+++ Text block
You have to be a bit careful about what this notation you are using actually means. Rigorously, the dirac delta is only defined when acting on functions in the Schwartz space. There is no rigorous justification for handling it as a function $x \mapsto \delta(x)$ for real $x$. I'll discuss the case where we are talking about convergence in the distributional sense. Let $\varphi \in C_{c}^{\infty}(\mathbb{R})$. I'll note $ f_{\epsilon} := \frac{1}{\sqrt{2\pi\epsilon}}e^{\frac{-x^2}{2\epsilon}}$. Using the substitution $y = x/\sqrt{\epsilon}$ we obtain $$\langle f_{\epsilon},\varphi \rangle = \int_{-\infty}^{\infty}\frac{1}{\sqrt{2\pi\epsilon}}e^{\frac{-x^2}{2\epsilon}} \varphi(x) \mathrm{d}x =\int_{-\infty}^{\infty} \frac{1}{\sqrt{2\pi}}e^{-y^2 /2} \varphi(\sqrt{\epsilon}y) \mathrm{d}y $$ As $\varphi$ is continous and compactly supported, this integrand is dominated by $\frac{1}{\sqrt{2\pi}}e^{-y^2 /2} \|\varphi\|_{\infty}$ which integrates to $\|\varphi\|_{\infty}$. Moreover, because $\varphi$ is continous the integrand converges pointwise to $\frac{1}{\sqrt{2\pi}}e^{-y^2 /2} \varphi(0)$ as $\epsilon \to 0$. Applying the dominated convergence theorem yields

$$\lim_{\epsilon\to 0} \langle f_{\epsilon},\varphi \rangle = \int_{-\infty}^{\infty} \lim_{\epsilon\to 0} \frac{1}{\sqrt{2\pi}}e^{-y^2 /2} \varphi(\sqrt{\epsilon}y) \mathrm{d}y = \int_{-\infty}^{\infty} \frac{1}{\sqrt{2\pi}}e^{-y^2 /2} \varphi(0) \mathrm{d}y = \varphi(0) $$ which finally shows $$\lim_{\epsilon\to 0} \langle f_{\epsilon},\varphi \rangle = \langle \delta_0, \varphi \rangle$$
++++++
• [Problem statement]: In the text on the Dirac delta, which theorem is used to move the limit as epsilon goes to 0 inside the integral?
+++ Entries shown
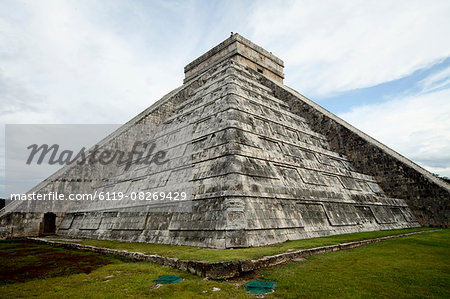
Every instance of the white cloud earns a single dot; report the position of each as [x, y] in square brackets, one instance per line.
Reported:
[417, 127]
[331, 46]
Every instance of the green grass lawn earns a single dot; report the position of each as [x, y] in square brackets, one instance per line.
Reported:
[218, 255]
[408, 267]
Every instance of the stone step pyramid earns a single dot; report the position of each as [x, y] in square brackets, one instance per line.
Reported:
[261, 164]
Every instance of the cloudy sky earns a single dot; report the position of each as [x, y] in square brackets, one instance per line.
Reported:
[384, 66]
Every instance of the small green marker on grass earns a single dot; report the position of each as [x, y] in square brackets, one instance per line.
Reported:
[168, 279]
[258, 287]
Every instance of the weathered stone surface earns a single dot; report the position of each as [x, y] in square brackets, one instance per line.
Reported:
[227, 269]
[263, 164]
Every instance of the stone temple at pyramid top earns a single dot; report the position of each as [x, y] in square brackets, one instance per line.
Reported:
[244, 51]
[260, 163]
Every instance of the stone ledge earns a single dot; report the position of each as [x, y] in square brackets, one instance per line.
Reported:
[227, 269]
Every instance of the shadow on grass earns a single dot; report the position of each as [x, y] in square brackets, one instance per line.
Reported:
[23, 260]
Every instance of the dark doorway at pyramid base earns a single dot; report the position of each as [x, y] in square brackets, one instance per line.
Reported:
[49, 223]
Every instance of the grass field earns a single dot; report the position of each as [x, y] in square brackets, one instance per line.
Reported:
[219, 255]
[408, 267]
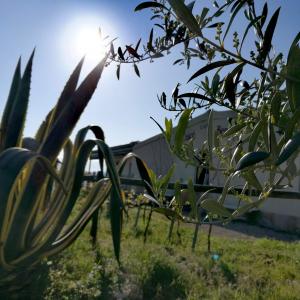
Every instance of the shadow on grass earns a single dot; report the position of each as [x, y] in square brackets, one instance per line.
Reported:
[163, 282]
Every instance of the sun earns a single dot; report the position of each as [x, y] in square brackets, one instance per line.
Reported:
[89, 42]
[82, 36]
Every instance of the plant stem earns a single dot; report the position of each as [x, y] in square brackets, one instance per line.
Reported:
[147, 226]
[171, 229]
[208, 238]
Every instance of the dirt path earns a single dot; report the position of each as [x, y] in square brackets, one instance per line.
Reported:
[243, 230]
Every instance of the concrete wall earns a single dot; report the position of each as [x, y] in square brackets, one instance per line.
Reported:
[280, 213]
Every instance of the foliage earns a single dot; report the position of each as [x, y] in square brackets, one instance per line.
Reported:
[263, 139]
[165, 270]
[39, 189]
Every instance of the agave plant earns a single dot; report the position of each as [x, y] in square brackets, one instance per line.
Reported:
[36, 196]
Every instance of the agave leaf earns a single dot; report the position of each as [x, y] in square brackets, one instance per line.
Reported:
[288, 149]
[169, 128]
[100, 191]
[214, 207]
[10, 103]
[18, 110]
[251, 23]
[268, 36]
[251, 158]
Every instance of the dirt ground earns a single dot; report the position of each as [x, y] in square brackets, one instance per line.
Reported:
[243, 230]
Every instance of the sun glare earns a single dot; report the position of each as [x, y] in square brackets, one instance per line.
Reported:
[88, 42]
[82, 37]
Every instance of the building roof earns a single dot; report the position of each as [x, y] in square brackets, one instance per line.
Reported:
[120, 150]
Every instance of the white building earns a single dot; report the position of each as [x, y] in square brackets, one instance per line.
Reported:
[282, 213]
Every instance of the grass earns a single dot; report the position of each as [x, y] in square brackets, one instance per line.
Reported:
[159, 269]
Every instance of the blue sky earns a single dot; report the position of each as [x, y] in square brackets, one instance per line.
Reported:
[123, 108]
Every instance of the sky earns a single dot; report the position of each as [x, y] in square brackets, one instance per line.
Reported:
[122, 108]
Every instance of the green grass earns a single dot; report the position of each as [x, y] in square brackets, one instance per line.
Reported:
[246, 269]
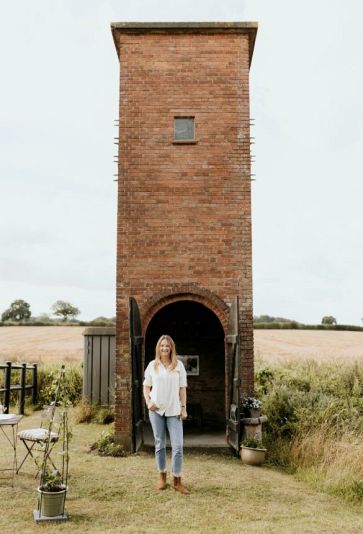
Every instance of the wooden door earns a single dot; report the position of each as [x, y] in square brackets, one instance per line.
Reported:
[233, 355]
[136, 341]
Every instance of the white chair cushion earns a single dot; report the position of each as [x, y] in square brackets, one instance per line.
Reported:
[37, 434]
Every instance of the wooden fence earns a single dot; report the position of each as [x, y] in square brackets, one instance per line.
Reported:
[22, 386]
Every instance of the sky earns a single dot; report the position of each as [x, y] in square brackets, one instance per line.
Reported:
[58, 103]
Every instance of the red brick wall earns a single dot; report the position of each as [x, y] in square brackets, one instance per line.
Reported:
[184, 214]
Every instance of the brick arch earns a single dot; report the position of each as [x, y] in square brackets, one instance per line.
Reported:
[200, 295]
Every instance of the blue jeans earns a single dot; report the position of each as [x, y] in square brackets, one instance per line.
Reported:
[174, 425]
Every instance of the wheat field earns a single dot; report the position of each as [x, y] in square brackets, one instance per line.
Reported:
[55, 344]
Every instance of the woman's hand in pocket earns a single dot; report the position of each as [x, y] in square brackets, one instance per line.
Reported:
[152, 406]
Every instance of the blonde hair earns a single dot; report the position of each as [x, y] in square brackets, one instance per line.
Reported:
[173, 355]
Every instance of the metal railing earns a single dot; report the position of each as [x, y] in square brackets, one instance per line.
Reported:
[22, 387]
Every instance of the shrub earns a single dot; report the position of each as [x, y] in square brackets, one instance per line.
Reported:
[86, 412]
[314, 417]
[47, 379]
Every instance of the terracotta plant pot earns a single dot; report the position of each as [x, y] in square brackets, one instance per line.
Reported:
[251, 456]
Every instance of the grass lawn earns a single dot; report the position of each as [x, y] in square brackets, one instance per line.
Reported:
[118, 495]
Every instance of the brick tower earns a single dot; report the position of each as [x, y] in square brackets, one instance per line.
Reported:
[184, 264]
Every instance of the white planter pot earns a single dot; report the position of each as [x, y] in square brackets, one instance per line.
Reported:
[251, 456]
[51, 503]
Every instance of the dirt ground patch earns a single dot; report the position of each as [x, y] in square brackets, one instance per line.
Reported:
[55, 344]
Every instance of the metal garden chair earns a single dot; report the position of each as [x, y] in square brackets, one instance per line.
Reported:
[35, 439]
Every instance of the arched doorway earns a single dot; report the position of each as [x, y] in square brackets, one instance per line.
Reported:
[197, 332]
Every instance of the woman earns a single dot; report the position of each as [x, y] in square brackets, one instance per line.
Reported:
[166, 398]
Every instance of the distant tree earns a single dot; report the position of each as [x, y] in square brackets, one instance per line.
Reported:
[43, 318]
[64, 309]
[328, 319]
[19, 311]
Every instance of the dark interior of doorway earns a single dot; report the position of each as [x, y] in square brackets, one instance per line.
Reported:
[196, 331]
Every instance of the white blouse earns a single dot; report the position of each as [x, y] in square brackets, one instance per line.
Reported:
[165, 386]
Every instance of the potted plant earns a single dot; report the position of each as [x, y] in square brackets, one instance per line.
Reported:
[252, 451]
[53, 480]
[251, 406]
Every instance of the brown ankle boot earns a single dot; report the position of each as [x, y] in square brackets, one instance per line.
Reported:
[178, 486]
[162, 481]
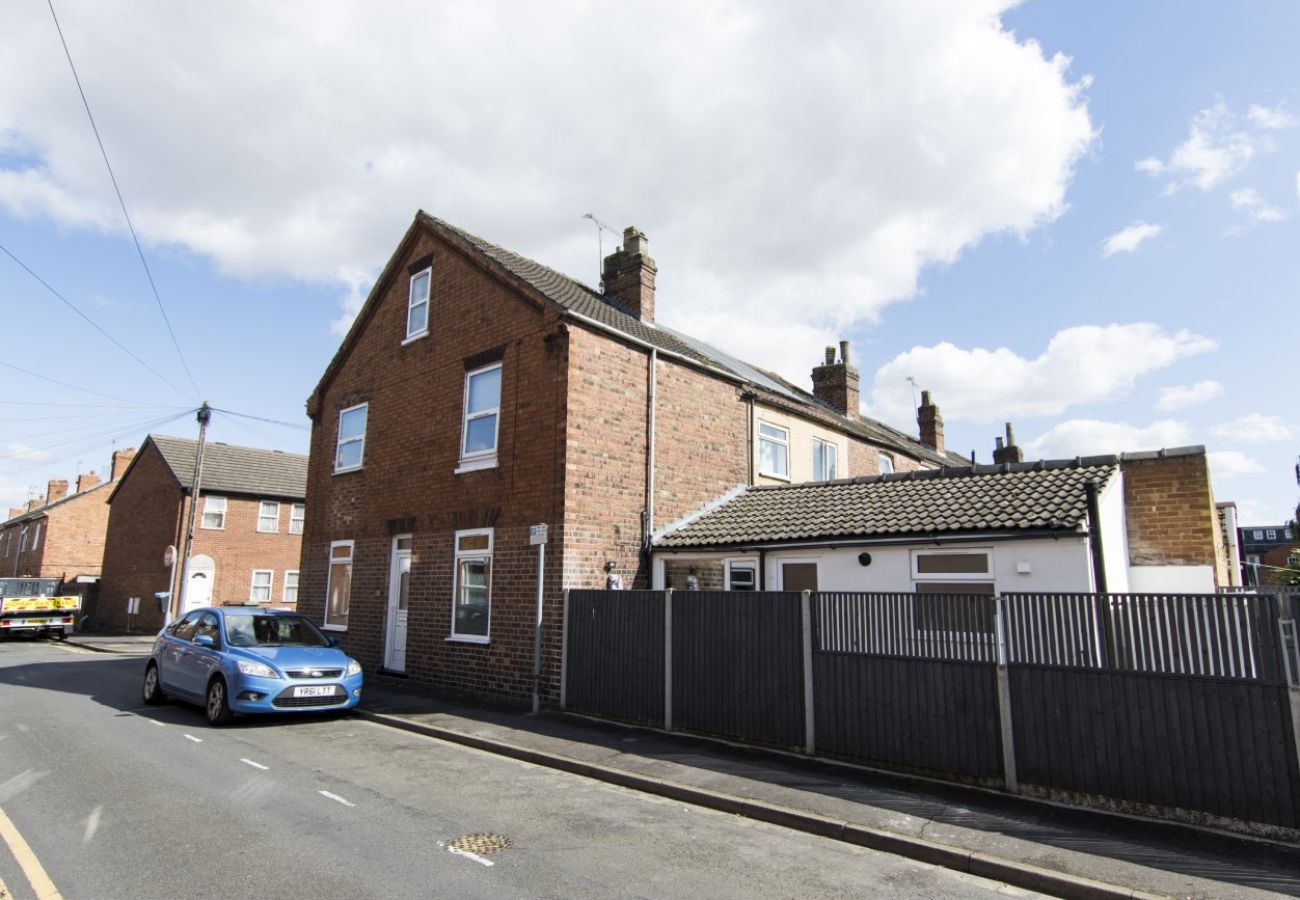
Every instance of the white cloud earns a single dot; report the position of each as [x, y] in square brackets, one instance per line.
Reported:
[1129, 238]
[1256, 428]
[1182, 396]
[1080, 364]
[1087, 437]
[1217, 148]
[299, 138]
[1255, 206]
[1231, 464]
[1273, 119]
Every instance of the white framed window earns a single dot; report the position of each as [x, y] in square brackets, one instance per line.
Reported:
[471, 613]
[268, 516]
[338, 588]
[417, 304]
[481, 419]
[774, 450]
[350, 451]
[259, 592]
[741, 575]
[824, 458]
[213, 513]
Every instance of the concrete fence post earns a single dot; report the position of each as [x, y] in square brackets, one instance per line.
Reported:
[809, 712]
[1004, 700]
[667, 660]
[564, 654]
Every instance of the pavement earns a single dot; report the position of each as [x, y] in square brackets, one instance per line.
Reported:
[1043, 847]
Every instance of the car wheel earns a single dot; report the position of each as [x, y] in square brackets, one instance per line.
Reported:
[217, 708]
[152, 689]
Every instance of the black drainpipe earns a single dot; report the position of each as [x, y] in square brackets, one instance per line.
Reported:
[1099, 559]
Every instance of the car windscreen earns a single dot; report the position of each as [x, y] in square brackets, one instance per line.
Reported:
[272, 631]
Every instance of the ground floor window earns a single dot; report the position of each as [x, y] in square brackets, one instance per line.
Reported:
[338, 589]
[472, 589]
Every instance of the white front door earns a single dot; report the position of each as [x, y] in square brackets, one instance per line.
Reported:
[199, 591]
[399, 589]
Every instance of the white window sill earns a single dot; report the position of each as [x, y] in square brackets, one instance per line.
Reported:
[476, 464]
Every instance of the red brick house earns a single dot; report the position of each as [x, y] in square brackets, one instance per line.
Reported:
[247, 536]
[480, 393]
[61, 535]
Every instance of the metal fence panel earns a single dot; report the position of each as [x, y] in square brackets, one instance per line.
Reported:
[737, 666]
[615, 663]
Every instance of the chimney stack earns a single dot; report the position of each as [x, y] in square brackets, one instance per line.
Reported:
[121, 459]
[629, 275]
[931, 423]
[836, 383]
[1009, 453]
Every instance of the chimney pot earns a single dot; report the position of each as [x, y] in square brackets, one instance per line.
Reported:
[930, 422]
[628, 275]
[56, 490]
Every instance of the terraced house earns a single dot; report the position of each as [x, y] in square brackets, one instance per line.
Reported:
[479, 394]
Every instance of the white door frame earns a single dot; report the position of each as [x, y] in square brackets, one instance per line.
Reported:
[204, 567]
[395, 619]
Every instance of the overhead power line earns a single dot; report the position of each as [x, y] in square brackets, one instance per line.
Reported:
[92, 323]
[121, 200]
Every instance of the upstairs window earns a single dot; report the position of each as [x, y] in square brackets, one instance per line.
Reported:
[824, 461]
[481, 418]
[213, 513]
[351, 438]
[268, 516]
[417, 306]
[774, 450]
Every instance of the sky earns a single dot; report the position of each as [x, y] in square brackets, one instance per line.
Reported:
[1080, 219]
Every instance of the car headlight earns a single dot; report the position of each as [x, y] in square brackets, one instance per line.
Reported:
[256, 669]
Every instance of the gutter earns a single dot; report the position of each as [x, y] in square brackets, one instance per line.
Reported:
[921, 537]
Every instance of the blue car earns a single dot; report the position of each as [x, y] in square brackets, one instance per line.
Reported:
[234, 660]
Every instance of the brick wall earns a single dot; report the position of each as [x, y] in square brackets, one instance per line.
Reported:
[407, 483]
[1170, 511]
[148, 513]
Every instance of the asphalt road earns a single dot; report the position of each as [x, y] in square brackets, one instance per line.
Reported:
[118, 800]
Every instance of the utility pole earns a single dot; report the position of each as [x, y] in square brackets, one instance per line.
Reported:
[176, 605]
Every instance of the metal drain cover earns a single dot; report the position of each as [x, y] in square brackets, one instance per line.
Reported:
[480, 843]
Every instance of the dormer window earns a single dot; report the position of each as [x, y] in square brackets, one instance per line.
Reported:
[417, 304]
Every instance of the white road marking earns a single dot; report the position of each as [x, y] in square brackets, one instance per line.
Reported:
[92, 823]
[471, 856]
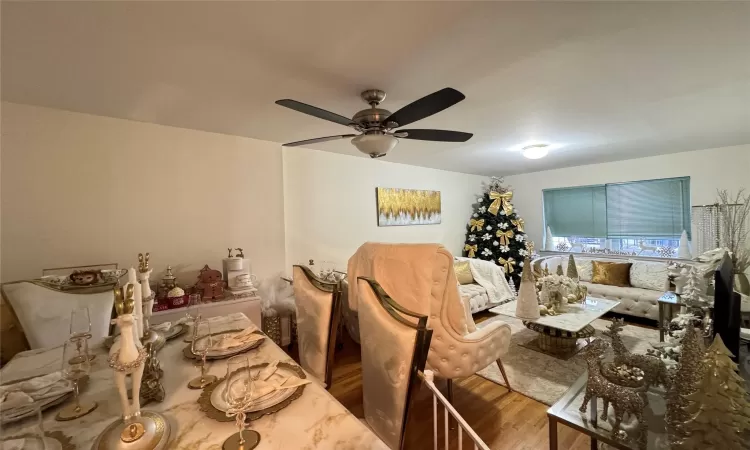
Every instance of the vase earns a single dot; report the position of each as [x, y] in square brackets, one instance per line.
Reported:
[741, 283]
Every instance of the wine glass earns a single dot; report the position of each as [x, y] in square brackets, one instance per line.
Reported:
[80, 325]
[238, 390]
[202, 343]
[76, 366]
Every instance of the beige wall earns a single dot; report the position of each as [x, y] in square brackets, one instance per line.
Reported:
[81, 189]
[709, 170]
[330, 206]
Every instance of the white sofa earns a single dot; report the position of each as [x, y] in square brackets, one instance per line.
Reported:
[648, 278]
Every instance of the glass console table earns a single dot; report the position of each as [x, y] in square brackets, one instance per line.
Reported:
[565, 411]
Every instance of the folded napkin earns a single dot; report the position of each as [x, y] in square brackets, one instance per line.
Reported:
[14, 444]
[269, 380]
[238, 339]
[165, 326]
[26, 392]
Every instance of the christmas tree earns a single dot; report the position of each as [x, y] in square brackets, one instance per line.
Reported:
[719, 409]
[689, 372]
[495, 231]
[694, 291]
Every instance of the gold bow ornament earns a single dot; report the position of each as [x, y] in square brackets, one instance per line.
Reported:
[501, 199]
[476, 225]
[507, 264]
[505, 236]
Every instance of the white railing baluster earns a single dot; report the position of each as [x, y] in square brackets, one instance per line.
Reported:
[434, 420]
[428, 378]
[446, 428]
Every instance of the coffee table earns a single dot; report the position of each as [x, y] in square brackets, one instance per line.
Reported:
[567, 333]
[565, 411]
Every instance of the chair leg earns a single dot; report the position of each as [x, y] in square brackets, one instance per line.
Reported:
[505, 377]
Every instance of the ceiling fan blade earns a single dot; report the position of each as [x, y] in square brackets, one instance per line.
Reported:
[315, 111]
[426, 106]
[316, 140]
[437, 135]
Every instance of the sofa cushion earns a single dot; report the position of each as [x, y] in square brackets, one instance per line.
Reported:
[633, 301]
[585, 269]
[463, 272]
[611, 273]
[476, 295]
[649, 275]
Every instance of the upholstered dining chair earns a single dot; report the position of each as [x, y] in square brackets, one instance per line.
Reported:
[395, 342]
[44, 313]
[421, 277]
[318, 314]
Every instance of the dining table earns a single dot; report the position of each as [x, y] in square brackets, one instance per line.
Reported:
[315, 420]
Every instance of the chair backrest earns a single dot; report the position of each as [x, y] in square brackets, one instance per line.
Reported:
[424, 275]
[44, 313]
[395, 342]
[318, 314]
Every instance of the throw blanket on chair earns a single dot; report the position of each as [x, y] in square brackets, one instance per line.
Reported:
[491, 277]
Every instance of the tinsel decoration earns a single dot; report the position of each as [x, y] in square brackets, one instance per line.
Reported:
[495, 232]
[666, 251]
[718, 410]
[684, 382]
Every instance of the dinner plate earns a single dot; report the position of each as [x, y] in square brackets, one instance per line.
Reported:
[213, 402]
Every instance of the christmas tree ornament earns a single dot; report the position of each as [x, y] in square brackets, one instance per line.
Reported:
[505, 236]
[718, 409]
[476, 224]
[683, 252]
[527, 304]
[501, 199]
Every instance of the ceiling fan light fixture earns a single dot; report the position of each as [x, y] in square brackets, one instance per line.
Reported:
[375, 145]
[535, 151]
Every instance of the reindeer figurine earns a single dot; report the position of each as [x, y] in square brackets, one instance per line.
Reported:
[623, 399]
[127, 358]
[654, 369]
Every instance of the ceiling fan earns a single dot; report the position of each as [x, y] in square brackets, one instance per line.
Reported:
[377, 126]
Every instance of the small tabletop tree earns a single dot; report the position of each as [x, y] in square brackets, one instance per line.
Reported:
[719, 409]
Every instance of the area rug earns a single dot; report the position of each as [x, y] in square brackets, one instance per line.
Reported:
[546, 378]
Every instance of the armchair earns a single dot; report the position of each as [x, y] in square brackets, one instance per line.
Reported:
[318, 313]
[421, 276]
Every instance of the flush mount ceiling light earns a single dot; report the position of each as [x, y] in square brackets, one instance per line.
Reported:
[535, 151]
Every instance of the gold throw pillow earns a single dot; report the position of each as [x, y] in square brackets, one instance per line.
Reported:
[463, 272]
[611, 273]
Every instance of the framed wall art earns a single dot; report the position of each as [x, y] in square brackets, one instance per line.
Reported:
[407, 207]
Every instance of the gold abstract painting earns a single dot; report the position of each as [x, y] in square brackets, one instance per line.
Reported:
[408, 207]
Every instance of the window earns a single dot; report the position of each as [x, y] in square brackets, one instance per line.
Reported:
++++++
• [The reply]: The dominated convergence theorem.